TEXTO DE REFERENCIA:
La
vida, los seres, la insatisfacción, el desencanto, el sexo, en
definitiva, la dificultad de vivir, de comunicarse. He aquí algunos de
los amplios temas de los que se surte esta película, la más completa,
sugerente, filmada hasta el momento por el prolífico Chréreau, un
director de cine que procede del teatro, como otros grandes (Bergman,
Kazan, Logan...), y que ha sabido concebir el medio como forma de expresión
propia y personal.

MATERIAL RECOPILADO:
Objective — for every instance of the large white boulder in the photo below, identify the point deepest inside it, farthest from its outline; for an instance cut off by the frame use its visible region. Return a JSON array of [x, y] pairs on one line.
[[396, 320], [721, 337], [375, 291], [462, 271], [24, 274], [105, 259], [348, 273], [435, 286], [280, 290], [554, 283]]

OBJETIVO DEL EJERCICIO: Reproduce literalmente y en su totalidad el texto de referencia sobre la película.

SOLUCIÓN DEL PROBLEMA:
La
vida, los seres, la insatisfacción, el desencanto, el sexo, en
definitiva, la dificultad de vivir, de comunicarse. He aquí algunos de
los amplios temas de los que se surte esta película, la más completa,
sugerente, filmada hasta el momento por el prolífico Chréreau, un
director de cine que procede del teatro, como otros grandes (Bergman,
Kazan, Logan...), y que ha sabido concebir el medio como forma de expresión
propia y personal.